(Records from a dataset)
::::

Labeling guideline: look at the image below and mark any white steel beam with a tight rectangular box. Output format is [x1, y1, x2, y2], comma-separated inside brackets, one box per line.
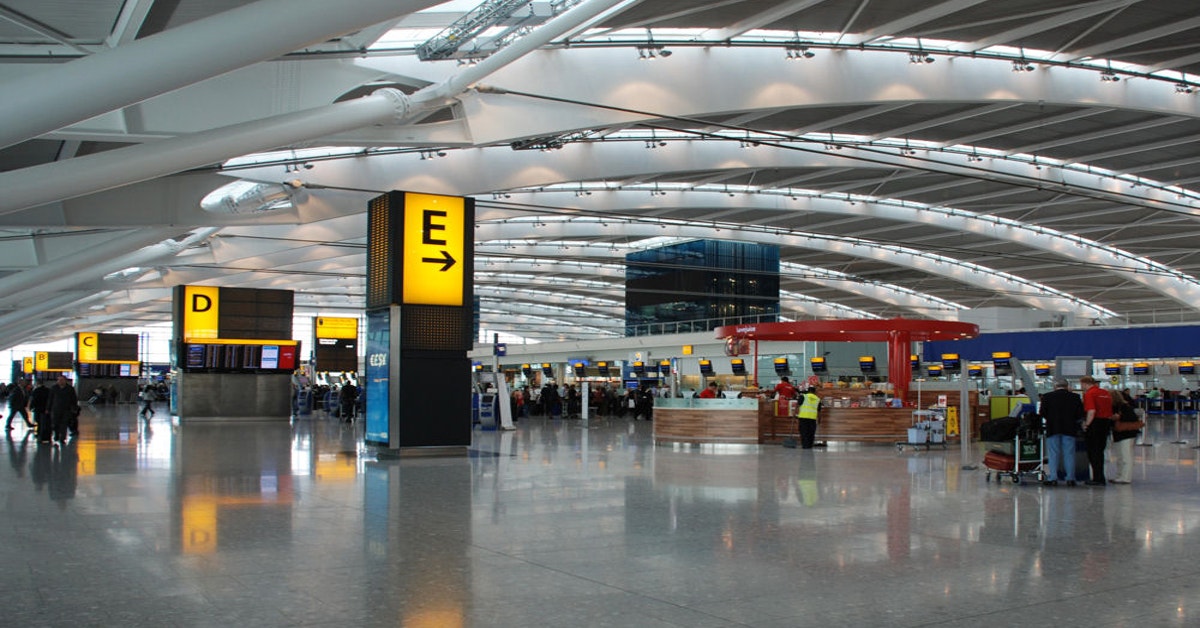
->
[0, 90, 411, 216]
[841, 0, 990, 45]
[1062, 15, 1200, 61]
[0, 228, 220, 308]
[105, 0, 156, 47]
[489, 189, 1200, 309]
[0, 0, 444, 151]
[1003, 116, 1186, 155]
[475, 219, 1116, 318]
[868, 103, 1016, 141]
[952, 0, 1142, 53]
[705, 0, 833, 42]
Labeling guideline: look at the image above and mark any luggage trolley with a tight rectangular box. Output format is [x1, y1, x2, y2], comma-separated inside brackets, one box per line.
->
[896, 409, 947, 451]
[981, 410, 1045, 484]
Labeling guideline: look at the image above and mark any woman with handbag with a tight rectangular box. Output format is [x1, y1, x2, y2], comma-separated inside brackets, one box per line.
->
[1110, 394, 1144, 484]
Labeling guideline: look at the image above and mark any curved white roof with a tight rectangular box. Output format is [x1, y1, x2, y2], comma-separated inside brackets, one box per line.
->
[3, 0, 1200, 344]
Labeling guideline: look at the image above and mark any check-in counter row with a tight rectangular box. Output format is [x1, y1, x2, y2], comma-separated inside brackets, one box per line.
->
[654, 391, 988, 446]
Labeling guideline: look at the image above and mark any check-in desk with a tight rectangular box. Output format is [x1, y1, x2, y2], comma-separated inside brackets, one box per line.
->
[759, 388, 988, 443]
[653, 398, 759, 445]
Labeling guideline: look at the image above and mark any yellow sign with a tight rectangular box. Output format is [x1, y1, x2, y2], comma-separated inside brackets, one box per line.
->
[946, 406, 959, 436]
[35, 352, 48, 371]
[186, 339, 297, 346]
[76, 441, 96, 477]
[682, 345, 693, 356]
[316, 317, 358, 339]
[183, 285, 220, 340]
[22, 357, 32, 374]
[402, 193, 466, 306]
[77, 332, 98, 362]
[181, 496, 218, 555]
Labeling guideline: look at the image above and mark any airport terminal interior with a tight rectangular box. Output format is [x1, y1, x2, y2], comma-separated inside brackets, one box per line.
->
[5, 0, 1200, 625]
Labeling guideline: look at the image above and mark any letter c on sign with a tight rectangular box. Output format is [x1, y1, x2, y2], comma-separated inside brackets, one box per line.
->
[192, 295, 212, 312]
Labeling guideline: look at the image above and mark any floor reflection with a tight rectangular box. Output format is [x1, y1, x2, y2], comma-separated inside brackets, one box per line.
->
[1, 408, 1199, 625]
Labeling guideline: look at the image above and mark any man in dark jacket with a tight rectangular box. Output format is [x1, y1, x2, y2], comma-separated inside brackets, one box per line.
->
[1040, 378, 1085, 486]
[30, 380, 50, 442]
[47, 375, 79, 443]
[339, 382, 358, 422]
[5, 378, 33, 430]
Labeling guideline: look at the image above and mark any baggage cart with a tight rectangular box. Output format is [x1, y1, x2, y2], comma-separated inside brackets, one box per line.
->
[983, 413, 1045, 484]
[896, 409, 947, 451]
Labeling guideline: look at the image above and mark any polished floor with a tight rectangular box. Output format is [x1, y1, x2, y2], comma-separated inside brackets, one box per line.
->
[2, 405, 1199, 627]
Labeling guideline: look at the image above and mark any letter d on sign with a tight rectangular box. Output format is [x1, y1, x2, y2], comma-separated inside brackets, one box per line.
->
[183, 285, 220, 339]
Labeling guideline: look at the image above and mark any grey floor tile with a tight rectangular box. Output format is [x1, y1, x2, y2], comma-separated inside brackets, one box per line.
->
[4, 408, 1200, 627]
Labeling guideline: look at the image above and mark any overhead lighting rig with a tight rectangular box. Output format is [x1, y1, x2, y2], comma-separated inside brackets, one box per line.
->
[510, 130, 593, 151]
[785, 44, 815, 60]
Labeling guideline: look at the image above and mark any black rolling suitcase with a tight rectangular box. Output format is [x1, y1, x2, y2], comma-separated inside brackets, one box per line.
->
[36, 417, 52, 442]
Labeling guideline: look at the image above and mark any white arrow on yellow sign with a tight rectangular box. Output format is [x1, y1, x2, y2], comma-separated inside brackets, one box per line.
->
[403, 192, 466, 306]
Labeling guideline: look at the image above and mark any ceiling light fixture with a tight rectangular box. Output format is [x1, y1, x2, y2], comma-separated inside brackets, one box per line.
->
[785, 44, 814, 60]
[1011, 59, 1035, 73]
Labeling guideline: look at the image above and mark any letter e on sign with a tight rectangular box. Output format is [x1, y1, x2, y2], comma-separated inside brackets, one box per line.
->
[403, 193, 465, 306]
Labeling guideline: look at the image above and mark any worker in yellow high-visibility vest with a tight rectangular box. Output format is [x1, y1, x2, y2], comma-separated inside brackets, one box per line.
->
[796, 386, 822, 449]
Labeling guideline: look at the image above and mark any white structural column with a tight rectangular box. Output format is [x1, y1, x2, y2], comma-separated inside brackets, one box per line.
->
[0, 292, 114, 347]
[0, 91, 410, 216]
[0, 0, 625, 215]
[0, 0, 442, 151]
[410, 0, 628, 109]
[0, 291, 105, 334]
[0, 227, 178, 300]
[0, 228, 217, 308]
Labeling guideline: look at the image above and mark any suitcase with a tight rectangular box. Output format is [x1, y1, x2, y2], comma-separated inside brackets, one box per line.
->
[36, 418, 52, 442]
[983, 450, 1039, 472]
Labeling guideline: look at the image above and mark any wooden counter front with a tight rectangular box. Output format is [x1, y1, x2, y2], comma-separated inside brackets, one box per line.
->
[757, 403, 912, 443]
[757, 389, 987, 443]
[818, 407, 915, 441]
[654, 398, 759, 445]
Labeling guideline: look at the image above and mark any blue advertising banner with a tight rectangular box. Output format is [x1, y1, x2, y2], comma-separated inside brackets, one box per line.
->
[365, 309, 391, 445]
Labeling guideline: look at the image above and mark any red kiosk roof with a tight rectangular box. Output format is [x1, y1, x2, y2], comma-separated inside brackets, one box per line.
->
[713, 318, 980, 342]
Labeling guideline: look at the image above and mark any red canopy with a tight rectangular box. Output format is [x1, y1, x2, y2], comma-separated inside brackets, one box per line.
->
[714, 318, 980, 400]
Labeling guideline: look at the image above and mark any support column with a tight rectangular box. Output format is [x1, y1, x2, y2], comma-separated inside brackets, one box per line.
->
[888, 330, 912, 401]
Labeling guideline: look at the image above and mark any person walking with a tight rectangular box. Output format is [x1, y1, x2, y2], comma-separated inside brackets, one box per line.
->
[30, 380, 50, 442]
[47, 375, 79, 443]
[339, 381, 358, 422]
[5, 378, 33, 431]
[1039, 379, 1084, 486]
[1080, 375, 1113, 486]
[138, 385, 157, 418]
[796, 386, 822, 449]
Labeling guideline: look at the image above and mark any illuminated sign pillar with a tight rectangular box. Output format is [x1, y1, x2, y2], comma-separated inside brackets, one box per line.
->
[171, 285, 297, 419]
[365, 191, 474, 450]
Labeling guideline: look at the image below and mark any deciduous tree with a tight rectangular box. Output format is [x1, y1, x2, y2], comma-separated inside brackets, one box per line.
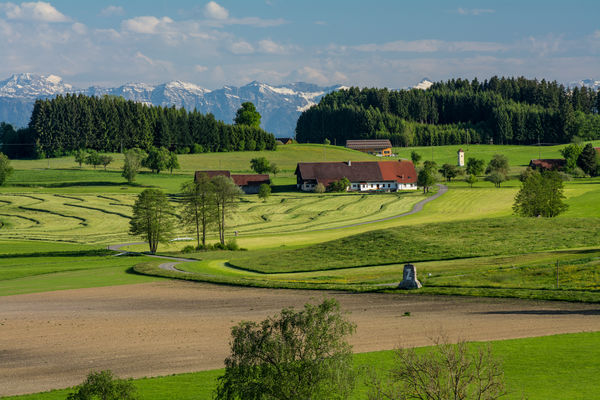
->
[410, 151, 422, 166]
[143, 146, 170, 174]
[234, 102, 261, 128]
[166, 151, 180, 174]
[513, 170, 568, 217]
[212, 175, 242, 245]
[0, 153, 13, 185]
[74, 149, 86, 168]
[129, 189, 176, 254]
[66, 370, 138, 400]
[215, 299, 356, 400]
[122, 148, 146, 183]
[465, 174, 477, 188]
[465, 157, 485, 176]
[417, 168, 435, 193]
[258, 183, 271, 201]
[250, 157, 271, 174]
[180, 175, 216, 249]
[99, 155, 113, 170]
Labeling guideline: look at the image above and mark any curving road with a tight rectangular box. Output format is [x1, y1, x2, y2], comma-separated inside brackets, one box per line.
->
[109, 184, 448, 273]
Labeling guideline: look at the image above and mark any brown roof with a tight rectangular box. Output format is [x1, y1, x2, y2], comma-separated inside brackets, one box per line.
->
[295, 161, 416, 184]
[346, 139, 392, 150]
[194, 170, 231, 180]
[232, 174, 270, 186]
[529, 159, 566, 170]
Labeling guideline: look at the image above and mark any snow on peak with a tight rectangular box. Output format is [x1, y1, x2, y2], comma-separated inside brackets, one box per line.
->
[412, 78, 433, 90]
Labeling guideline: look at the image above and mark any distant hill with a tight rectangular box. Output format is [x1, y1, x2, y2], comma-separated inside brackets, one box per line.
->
[0, 73, 343, 136]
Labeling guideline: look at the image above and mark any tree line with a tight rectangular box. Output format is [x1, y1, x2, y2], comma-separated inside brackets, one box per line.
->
[1, 95, 275, 159]
[296, 76, 600, 146]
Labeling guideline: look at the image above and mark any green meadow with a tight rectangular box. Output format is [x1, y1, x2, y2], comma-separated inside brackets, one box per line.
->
[6, 331, 599, 400]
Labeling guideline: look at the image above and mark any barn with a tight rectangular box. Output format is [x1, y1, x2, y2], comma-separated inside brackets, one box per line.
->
[345, 139, 393, 157]
[295, 160, 417, 192]
[194, 171, 270, 194]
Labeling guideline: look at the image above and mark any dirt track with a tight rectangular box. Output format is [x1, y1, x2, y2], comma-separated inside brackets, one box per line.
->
[1, 281, 600, 396]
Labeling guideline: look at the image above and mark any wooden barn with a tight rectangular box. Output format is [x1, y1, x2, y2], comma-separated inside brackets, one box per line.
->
[295, 160, 417, 192]
[529, 159, 566, 171]
[194, 171, 270, 194]
[345, 139, 393, 157]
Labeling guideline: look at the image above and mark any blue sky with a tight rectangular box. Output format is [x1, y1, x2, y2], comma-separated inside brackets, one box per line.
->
[0, 0, 598, 88]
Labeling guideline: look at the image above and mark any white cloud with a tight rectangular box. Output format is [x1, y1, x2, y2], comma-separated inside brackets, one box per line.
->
[100, 5, 124, 17]
[353, 39, 507, 53]
[1, 1, 68, 22]
[289, 66, 329, 85]
[258, 39, 289, 54]
[71, 22, 86, 34]
[230, 40, 254, 54]
[195, 65, 208, 73]
[457, 8, 495, 16]
[204, 1, 228, 20]
[122, 16, 173, 34]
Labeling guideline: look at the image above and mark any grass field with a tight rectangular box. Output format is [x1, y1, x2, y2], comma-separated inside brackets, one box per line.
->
[6, 331, 599, 400]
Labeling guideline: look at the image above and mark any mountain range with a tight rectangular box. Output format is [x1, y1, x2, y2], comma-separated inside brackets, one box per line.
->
[0, 74, 596, 137]
[0, 73, 344, 137]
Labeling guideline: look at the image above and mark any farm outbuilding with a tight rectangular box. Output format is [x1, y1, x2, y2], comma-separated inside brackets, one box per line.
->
[345, 139, 393, 157]
[295, 160, 417, 192]
[528, 159, 566, 171]
[194, 171, 270, 194]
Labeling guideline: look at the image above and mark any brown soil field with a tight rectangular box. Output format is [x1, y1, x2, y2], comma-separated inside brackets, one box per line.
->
[1, 280, 600, 396]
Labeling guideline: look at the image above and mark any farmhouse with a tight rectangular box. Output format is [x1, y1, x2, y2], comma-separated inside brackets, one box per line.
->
[194, 170, 270, 194]
[276, 137, 294, 145]
[346, 139, 393, 157]
[529, 159, 566, 171]
[295, 160, 417, 192]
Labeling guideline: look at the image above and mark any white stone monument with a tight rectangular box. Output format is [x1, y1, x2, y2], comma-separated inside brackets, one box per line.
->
[398, 263, 422, 289]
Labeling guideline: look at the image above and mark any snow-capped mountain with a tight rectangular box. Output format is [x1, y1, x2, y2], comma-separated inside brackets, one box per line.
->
[568, 79, 600, 90]
[411, 78, 434, 90]
[0, 73, 342, 136]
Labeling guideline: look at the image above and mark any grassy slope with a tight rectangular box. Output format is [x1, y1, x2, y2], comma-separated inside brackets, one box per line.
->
[6, 332, 599, 400]
[229, 217, 600, 273]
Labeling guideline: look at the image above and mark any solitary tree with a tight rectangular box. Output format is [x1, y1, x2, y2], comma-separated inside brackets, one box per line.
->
[250, 157, 272, 174]
[180, 175, 216, 249]
[417, 168, 435, 193]
[129, 189, 176, 254]
[465, 157, 485, 176]
[366, 336, 505, 400]
[560, 143, 582, 172]
[410, 151, 422, 167]
[84, 150, 102, 169]
[258, 183, 271, 201]
[100, 154, 113, 170]
[215, 299, 356, 400]
[166, 151, 180, 174]
[269, 162, 280, 176]
[234, 102, 261, 128]
[485, 171, 507, 188]
[576, 143, 598, 176]
[143, 146, 170, 174]
[438, 163, 460, 182]
[66, 370, 138, 400]
[485, 154, 509, 175]
[122, 148, 146, 184]
[212, 175, 242, 245]
[513, 170, 568, 217]
[74, 149, 86, 168]
[465, 174, 478, 188]
[0, 153, 14, 185]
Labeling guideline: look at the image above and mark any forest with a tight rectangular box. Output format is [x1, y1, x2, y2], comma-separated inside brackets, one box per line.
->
[1, 94, 275, 158]
[295, 76, 600, 146]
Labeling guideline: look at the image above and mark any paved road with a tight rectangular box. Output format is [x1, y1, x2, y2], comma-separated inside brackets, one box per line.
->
[109, 185, 448, 273]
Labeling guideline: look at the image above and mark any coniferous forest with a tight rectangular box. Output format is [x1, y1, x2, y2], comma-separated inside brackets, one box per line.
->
[2, 94, 275, 158]
[296, 76, 600, 146]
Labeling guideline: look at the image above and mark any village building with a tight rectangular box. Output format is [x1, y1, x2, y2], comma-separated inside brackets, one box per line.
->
[275, 137, 294, 145]
[457, 148, 465, 167]
[528, 159, 566, 171]
[345, 139, 393, 157]
[194, 170, 270, 194]
[295, 160, 417, 192]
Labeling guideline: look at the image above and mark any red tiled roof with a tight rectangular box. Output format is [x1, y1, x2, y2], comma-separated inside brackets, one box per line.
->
[295, 161, 416, 184]
[232, 174, 270, 186]
[346, 139, 392, 150]
[529, 159, 566, 170]
[378, 161, 417, 183]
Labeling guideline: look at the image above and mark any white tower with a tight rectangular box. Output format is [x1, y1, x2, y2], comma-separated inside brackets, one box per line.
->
[457, 148, 464, 167]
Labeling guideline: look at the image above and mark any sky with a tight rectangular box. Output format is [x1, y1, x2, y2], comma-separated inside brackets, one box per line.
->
[0, 0, 598, 89]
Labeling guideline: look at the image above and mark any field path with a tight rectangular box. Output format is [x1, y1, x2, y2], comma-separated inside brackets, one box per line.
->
[1, 281, 599, 396]
[314, 183, 447, 230]
[108, 242, 194, 273]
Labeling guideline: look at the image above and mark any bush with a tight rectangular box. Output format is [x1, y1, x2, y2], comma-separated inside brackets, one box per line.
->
[66, 370, 138, 400]
[191, 144, 204, 154]
[314, 182, 326, 193]
[178, 146, 190, 154]
[181, 245, 196, 253]
[225, 238, 239, 251]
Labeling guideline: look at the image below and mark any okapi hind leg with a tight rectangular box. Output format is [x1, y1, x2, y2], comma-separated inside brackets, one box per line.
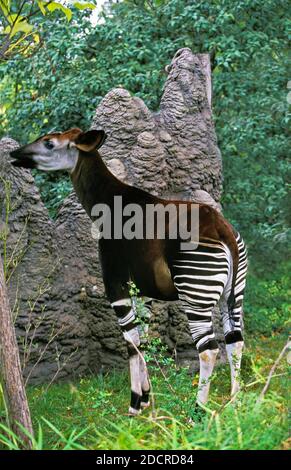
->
[172, 238, 233, 411]
[225, 338, 244, 396]
[220, 293, 246, 397]
[220, 297, 244, 396]
[184, 303, 220, 409]
[220, 232, 247, 397]
[197, 346, 219, 407]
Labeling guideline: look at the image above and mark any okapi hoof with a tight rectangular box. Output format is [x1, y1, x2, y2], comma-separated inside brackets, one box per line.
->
[128, 406, 141, 416]
[141, 401, 150, 409]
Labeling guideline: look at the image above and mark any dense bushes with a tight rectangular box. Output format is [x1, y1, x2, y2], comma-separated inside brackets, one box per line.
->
[244, 262, 290, 334]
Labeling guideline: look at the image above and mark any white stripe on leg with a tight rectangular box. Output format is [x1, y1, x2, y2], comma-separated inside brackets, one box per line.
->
[129, 354, 141, 415]
[123, 327, 142, 416]
[226, 341, 244, 396]
[197, 348, 219, 406]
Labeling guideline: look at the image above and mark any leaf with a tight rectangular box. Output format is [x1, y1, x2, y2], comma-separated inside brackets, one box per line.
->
[3, 18, 34, 39]
[37, 0, 46, 15]
[32, 33, 40, 45]
[2, 11, 16, 25]
[0, 0, 10, 18]
[47, 2, 72, 21]
[72, 2, 96, 10]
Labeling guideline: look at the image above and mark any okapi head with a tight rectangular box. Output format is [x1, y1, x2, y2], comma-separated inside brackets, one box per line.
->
[10, 128, 107, 172]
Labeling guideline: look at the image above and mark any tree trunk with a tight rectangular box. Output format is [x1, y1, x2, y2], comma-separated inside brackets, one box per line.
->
[0, 255, 34, 448]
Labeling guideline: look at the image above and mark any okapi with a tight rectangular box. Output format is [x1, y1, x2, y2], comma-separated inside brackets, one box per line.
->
[10, 128, 247, 416]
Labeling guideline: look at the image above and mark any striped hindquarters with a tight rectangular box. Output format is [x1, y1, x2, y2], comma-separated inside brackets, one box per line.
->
[172, 238, 232, 351]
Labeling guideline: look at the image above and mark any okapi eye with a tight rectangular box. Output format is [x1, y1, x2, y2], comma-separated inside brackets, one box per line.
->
[44, 141, 54, 150]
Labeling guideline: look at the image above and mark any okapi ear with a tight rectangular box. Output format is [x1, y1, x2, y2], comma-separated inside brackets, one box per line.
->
[74, 130, 107, 152]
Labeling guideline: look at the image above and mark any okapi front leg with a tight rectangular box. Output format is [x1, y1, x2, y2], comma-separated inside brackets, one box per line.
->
[111, 299, 142, 415]
[125, 328, 143, 415]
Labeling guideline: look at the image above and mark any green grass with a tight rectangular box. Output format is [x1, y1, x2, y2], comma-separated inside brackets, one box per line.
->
[1, 334, 289, 450]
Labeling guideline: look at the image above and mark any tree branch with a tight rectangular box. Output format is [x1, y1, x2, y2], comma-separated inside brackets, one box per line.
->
[256, 338, 290, 404]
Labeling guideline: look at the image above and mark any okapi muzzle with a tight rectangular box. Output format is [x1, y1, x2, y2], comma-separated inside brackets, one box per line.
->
[10, 145, 38, 169]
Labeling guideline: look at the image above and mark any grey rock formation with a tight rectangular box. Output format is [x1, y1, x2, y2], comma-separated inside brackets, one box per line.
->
[92, 49, 222, 201]
[0, 49, 224, 383]
[0, 139, 92, 383]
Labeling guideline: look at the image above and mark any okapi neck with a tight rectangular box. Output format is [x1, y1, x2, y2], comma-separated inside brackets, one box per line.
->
[70, 150, 124, 218]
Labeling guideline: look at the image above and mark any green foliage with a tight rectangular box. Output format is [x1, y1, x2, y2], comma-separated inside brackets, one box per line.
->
[33, 171, 72, 218]
[244, 262, 290, 334]
[0, 418, 88, 450]
[0, 1, 96, 61]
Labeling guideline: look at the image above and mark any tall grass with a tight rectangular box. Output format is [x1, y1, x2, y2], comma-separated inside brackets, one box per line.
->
[0, 335, 289, 450]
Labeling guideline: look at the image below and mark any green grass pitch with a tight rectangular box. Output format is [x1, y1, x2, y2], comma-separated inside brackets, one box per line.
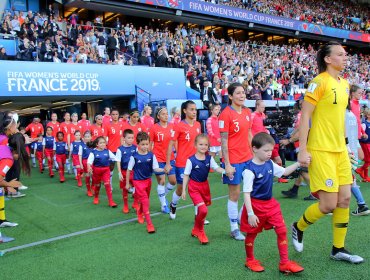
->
[1, 167, 369, 280]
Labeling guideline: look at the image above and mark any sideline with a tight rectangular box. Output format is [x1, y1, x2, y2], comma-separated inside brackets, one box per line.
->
[0, 195, 229, 256]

::::

▸ **WHAT TO PRODUCE**
Using the records above, copy word for word the line with "any okapi head", the line with "any tree branch", and every line between them.

▸ **FINAL ANSWER**
Labeling guideline: look at the image above and mark any okapi head with a tight rectangular box. Output format is [x1, y1, x2, y2], comma-separated inside brackets, one box per line.
->
[10, 128, 107, 172]
Labeling guideline: look at the image above and mark any tree trunk with a tight rectangular box. Output format is [x1, y1, x2, y2], comma-separated inside brackets, one box per line.
->
[0, 255, 34, 448]
Labeling guideline: look at the image above and mark any okapi with a tight rectangular box. Output format is [x1, y1, x2, y2], comma-separated inside brackets, one box per line.
->
[10, 128, 247, 416]
Labeling guideline: look at the image above and mark any striped hindquarters with a tight rectangular box. Output format is [x1, y1, x2, y2], comma-separated inside brackets, one box per line.
->
[172, 238, 232, 351]
Labeling guideline: look at the image above and mark any okapi eye with a tight rectangular box. Output format is [x1, y1, x2, y2], comma-separated inside brackets, one box per line.
->
[44, 141, 54, 150]
Labeling guideline: look at the image above and mark any okapi ear with a tight rectangular box. Output format is [x1, y1, x2, y2], comma-separated inside brackets, one box per line.
->
[74, 130, 107, 152]
Labeling guideline: look at the image above and mark any okapi front leg with a tight rectangular box. Output format is [x1, y1, x2, y2], comma-separated inside brackets, one box per line.
->
[111, 299, 142, 415]
[125, 328, 143, 415]
Labeling guideline: look at the image above and mark any green grass with a tight rectangular box. Output format is [x1, y1, x2, y2], comma-separated inside brackets, one box per line.
->
[1, 334, 289, 450]
Labeling guideline: look at the image above and mark any tree branch with a tight rectangular box. Output format is [x1, y1, x2, y2], comma-separated inside brackets, one box per line.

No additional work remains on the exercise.